■ What needs to be done ■
Find each line in the records below that contains the word "positive" and copy those lines. Matching is case-sensitive.
┌─ Source material
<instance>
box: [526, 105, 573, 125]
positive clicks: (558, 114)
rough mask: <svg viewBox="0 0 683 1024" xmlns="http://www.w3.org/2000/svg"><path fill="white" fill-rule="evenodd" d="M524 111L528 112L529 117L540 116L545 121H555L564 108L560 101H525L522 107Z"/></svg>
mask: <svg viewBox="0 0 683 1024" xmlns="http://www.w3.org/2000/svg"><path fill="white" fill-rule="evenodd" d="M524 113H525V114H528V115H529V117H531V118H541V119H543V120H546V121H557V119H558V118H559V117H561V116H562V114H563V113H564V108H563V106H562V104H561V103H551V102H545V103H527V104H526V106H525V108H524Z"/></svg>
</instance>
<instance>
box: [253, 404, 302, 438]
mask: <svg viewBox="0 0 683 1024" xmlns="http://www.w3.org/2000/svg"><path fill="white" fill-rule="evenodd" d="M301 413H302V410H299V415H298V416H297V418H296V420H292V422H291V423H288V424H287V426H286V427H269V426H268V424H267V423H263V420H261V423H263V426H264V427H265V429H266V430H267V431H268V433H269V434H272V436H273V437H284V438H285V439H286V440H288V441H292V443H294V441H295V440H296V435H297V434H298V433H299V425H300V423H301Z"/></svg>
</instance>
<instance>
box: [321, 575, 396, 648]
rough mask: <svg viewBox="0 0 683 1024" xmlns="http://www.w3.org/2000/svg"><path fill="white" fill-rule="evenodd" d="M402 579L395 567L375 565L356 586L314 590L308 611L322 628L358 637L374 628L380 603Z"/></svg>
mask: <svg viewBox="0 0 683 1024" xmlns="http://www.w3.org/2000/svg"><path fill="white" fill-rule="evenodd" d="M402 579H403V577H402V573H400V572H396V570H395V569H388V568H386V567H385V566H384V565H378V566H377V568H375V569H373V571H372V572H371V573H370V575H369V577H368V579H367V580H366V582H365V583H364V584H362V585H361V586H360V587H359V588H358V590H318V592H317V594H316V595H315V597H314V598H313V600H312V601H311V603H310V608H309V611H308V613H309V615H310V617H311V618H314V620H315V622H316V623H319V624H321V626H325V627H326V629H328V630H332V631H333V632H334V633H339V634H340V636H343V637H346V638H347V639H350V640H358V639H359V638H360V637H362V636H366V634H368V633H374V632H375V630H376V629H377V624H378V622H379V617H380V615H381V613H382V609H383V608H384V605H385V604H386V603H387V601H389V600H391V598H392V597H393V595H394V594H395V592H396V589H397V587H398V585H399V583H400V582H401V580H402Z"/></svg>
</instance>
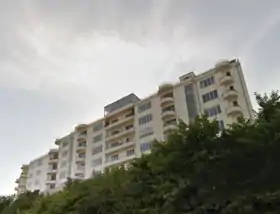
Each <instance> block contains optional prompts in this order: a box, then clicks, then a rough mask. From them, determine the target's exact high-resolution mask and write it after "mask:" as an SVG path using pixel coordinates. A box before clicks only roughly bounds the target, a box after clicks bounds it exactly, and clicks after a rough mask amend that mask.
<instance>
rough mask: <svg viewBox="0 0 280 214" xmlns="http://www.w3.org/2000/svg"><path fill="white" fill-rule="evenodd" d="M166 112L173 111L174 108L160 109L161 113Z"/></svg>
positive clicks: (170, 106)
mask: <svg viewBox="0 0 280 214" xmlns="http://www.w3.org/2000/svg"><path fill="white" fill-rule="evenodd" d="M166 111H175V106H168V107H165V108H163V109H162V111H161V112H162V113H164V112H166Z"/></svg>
└─
┌─ Source material
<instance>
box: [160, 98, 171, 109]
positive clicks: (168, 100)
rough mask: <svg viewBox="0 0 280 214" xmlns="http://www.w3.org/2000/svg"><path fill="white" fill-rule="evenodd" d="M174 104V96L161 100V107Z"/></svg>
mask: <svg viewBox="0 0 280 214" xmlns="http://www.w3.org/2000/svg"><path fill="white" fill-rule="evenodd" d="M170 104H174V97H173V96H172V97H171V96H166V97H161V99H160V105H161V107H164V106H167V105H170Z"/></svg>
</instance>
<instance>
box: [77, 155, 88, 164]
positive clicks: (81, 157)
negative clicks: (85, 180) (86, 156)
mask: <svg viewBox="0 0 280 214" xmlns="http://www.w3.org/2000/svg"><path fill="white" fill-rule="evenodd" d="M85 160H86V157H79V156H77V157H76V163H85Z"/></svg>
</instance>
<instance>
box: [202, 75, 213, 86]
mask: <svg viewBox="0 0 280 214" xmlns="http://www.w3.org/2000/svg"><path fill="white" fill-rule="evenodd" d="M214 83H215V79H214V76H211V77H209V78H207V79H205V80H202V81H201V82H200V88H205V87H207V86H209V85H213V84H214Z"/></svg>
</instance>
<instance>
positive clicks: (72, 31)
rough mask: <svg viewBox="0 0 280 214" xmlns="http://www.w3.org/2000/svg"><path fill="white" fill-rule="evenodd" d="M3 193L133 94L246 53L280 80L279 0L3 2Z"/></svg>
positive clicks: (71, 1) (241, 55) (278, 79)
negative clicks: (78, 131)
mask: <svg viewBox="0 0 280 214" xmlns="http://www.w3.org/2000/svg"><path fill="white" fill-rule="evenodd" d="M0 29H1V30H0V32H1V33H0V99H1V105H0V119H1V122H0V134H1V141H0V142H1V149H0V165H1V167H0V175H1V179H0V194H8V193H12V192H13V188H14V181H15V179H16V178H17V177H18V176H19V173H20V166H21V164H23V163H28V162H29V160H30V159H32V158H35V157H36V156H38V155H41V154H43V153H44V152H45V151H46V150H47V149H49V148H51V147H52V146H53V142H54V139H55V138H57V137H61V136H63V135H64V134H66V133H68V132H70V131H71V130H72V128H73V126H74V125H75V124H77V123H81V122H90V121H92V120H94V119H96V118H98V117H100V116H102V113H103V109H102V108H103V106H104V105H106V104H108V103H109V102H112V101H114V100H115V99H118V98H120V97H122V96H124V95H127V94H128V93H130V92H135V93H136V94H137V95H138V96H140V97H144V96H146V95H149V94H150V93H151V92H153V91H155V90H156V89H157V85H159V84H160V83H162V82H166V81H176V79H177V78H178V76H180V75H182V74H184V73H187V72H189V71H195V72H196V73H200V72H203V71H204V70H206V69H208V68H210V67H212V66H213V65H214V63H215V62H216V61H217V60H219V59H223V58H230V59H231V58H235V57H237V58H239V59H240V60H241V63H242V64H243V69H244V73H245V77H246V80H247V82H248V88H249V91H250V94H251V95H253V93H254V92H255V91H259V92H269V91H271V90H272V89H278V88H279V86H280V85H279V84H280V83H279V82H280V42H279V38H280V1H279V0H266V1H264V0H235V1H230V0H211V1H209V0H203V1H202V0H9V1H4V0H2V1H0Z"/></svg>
└─
■ Exercise output ■
positive clicks: (558, 114)
positive clicks: (170, 106)
positive clicks: (168, 100)
positive clicks: (81, 157)
positive clicks: (72, 31)
positive clicks: (71, 1) (241, 55) (278, 79)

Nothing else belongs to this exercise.